PROBLEM TO SOLVE: Give the records below as a numbered list, one line per item, leaving out blank lines and the pictures.

SOURCE MATERIAL:
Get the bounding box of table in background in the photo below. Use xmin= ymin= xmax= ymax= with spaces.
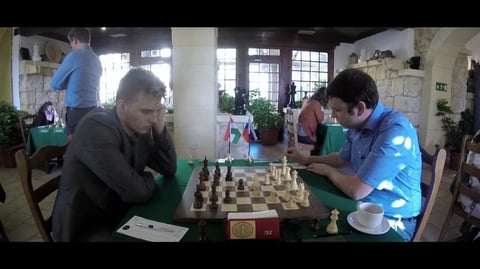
xmin=316 ymin=123 xmax=347 ymax=155
xmin=110 ymin=160 xmax=403 ymax=242
xmin=26 ymin=125 xmax=67 ymax=155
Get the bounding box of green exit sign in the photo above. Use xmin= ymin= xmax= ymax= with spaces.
xmin=435 ymin=82 xmax=447 ymax=92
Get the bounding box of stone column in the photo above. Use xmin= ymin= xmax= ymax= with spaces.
xmin=172 ymin=27 xmax=218 ymax=160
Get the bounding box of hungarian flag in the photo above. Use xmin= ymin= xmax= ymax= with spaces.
xmin=223 ymin=116 xmax=242 ymax=144
xmin=242 ymin=117 xmax=258 ymax=143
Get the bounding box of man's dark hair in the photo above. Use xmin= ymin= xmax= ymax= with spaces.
xmin=116 ymin=68 xmax=167 ymax=101
xmin=327 ymin=68 xmax=378 ymax=112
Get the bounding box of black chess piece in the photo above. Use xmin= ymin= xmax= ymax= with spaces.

FINAL RESULT:
1. Get the bounding box of table in background in the photo below. Use xmin= ymin= xmax= ymax= with spaces.
2. xmin=316 ymin=123 xmax=347 ymax=155
3. xmin=110 ymin=160 xmax=403 ymax=242
4. xmin=26 ymin=125 xmax=67 ymax=155
5. Get the bounding box of green exit sign in the photo above. Use xmin= ymin= xmax= ymax= with spaces.
6. xmin=435 ymin=82 xmax=447 ymax=92
7. Get the bounding box of stone column in the photo above. Use xmin= ymin= xmax= ymax= with spaces.
8. xmin=172 ymin=27 xmax=218 ymax=160
9. Get the bounding box of hungarian flag in the photo above. Use xmin= ymin= xmax= ymax= with spaces.
10. xmin=223 ymin=116 xmax=242 ymax=144
11. xmin=242 ymin=117 xmax=258 ymax=143
12. Get the bounding box of man's dark hair in the photo above. Use xmin= ymin= xmax= ymax= with spaces.
13. xmin=116 ymin=68 xmax=167 ymax=101
14. xmin=327 ymin=68 xmax=378 ymax=112
15. Get the bounding box of black chess piece in the photo above. Use xmin= ymin= xmax= ymax= with spaces.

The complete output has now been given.